#### [What is required]
An exact transcription of the entries is required, with none of the pictures carried over.

#### [Extracted data]
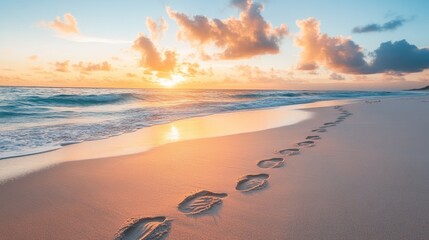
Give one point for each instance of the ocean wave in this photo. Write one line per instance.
(80, 100)
(34, 118)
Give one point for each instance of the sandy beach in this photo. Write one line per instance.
(359, 171)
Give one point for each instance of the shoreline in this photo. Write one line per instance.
(365, 177)
(147, 138)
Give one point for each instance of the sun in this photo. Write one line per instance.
(170, 82)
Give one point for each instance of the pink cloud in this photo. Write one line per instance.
(342, 55)
(156, 29)
(91, 67)
(68, 26)
(336, 53)
(151, 59)
(247, 36)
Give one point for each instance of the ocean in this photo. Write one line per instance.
(34, 120)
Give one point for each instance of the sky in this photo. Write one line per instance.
(231, 44)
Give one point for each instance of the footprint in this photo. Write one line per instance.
(314, 137)
(319, 130)
(250, 183)
(271, 163)
(200, 202)
(306, 144)
(146, 228)
(289, 151)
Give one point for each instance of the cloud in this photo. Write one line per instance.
(400, 56)
(244, 37)
(156, 30)
(343, 55)
(336, 76)
(337, 53)
(62, 66)
(65, 66)
(388, 26)
(68, 26)
(151, 59)
(68, 29)
(91, 67)
(33, 57)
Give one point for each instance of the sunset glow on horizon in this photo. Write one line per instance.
(238, 44)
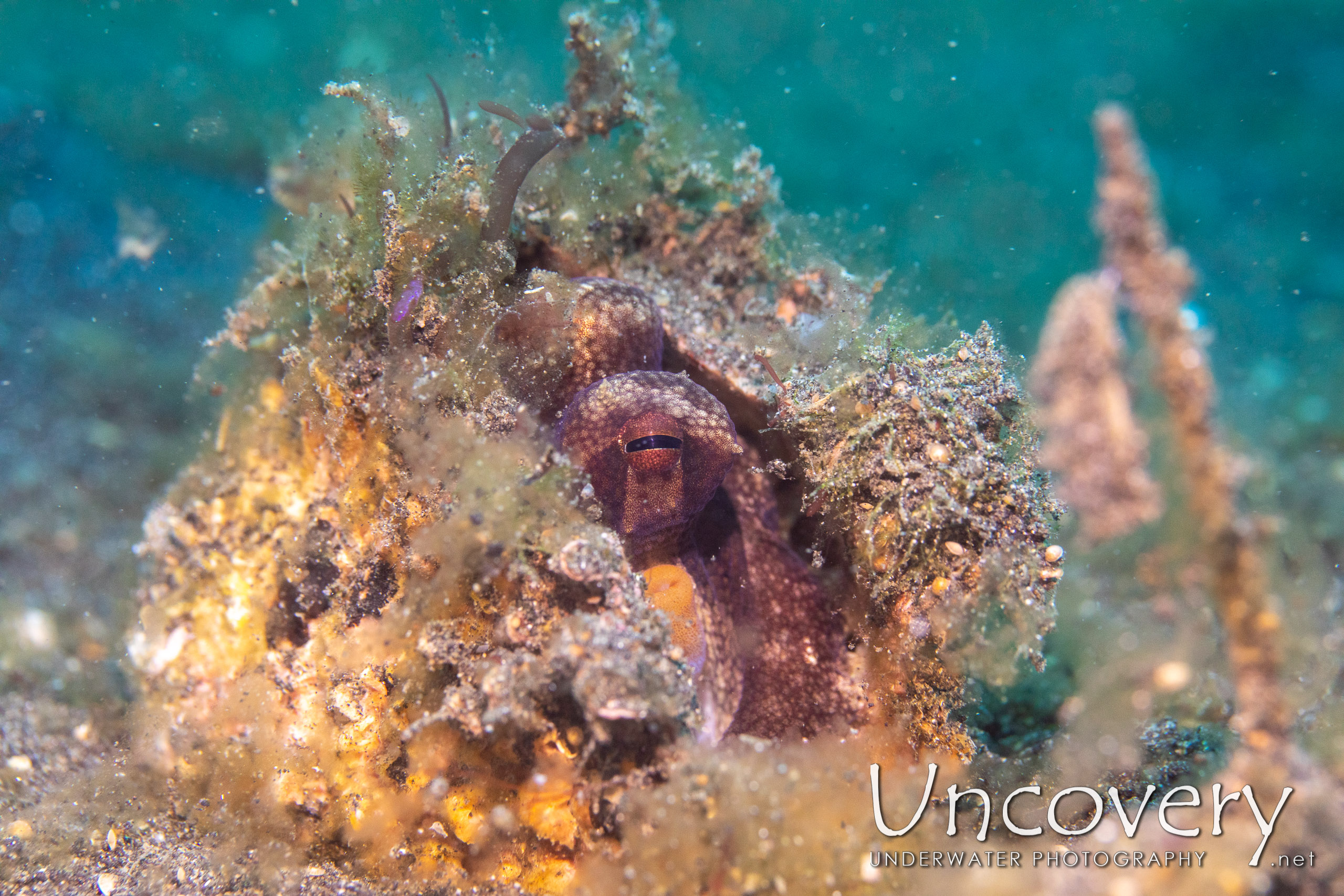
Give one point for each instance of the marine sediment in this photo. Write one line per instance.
(508, 505)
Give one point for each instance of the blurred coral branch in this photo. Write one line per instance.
(1156, 280)
(1093, 441)
(1092, 437)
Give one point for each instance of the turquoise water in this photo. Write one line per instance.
(948, 141)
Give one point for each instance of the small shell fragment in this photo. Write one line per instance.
(1171, 676)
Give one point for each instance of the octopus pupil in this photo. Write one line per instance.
(648, 442)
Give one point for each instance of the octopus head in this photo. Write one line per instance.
(655, 445)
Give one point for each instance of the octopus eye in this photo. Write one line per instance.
(651, 442)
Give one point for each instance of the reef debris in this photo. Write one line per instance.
(401, 609)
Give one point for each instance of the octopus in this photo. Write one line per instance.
(498, 525)
(678, 486)
(686, 495)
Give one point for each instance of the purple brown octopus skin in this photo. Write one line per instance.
(680, 488)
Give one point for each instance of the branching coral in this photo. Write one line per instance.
(1155, 280)
(1092, 436)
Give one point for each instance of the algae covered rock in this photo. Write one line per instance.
(390, 616)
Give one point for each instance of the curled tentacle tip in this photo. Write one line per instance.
(407, 300)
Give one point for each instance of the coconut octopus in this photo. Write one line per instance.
(678, 486)
(686, 495)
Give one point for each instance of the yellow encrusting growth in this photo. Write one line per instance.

#### [Response to this task]
Give one point for each instance of the ocean wave in this photo. Write one line per instance.
(80, 100)
(34, 118)
Give one point for each instance of the sandy beach in this photo. Write one line per instance.
(359, 171)
Give one point for each instance of the shoreline in this photo. Write one line per instance.
(365, 177)
(147, 138)
Give one point for each instance of the sun in this photo. Write one line per instance.
(170, 82)
Give one point for each instance of the pink cloud in this photo. Write one line per instance.
(342, 55)
(156, 29)
(91, 67)
(68, 26)
(336, 53)
(151, 59)
(247, 36)
Give one point for each instance of the ocean in this photo. Write one line per instance.
(34, 120)
Give one point for each instance of the sky in this photo. Write one line per instance.
(231, 44)
Give one point for each instance of the footprint in this photo. Write one line per instance.
(314, 137)
(319, 130)
(250, 183)
(271, 163)
(200, 202)
(306, 144)
(146, 228)
(289, 151)
Give one point for each instance of the cloud in this photo. Write one line per instance.
(400, 56)
(244, 37)
(156, 30)
(343, 55)
(336, 76)
(337, 53)
(62, 66)
(65, 66)
(388, 26)
(68, 26)
(151, 59)
(68, 29)
(91, 67)
(33, 57)
Give one point for each instance of the sunset glow on horizon in this photo. Write one line per instance.
(238, 44)
Give one point for each instance of the marine sediment in this photo. Write one line per instance.
(508, 505)
Give one point for each instance of the blurred coral branch in this photo. Write one line per instance.
(1156, 280)
(1093, 441)
(1092, 437)
Give one point for each instance of the turquoise water in this photo. Write one line per instance.
(948, 141)
Give one point for each instance of the small shell fragment in this photo. Write one line per instance.
(1171, 676)
Give one point for each instance of the octopus pupil in this photo. Write one line per instance.
(648, 442)
Give one point for each instance of the octopus head in this photo. Write one line per instance.
(655, 445)
Give one point for each instance of the octopus eye in this photo. Write one line per instance.
(651, 442)
Give one point for each instance of the reef debris in this photo. Write one line per instance.
(401, 609)
Give one point for each instance of the octopus in this photo. Write one line per instance.
(498, 525)
(678, 486)
(686, 495)
Give one point for each instance of the purple brown octopus skin in this photo. Write one line per instance.
(680, 488)
Give one point for each instance of the branching coral in this photo. Write one line per instance.
(1155, 280)
(1092, 436)
Give one point for each instance of the algae covered rock in this photo. Write one line per instance.
(390, 616)
Give one point for each instance of the curled tentacle tip in this photo. Write one line per instance.
(407, 300)
Give one point for each instance of the coconut octopus in this photo. Write one line per instance.
(678, 486)
(686, 495)
Give one point for each instance of the yellow encrusting growth in this photo. Write one line per instance.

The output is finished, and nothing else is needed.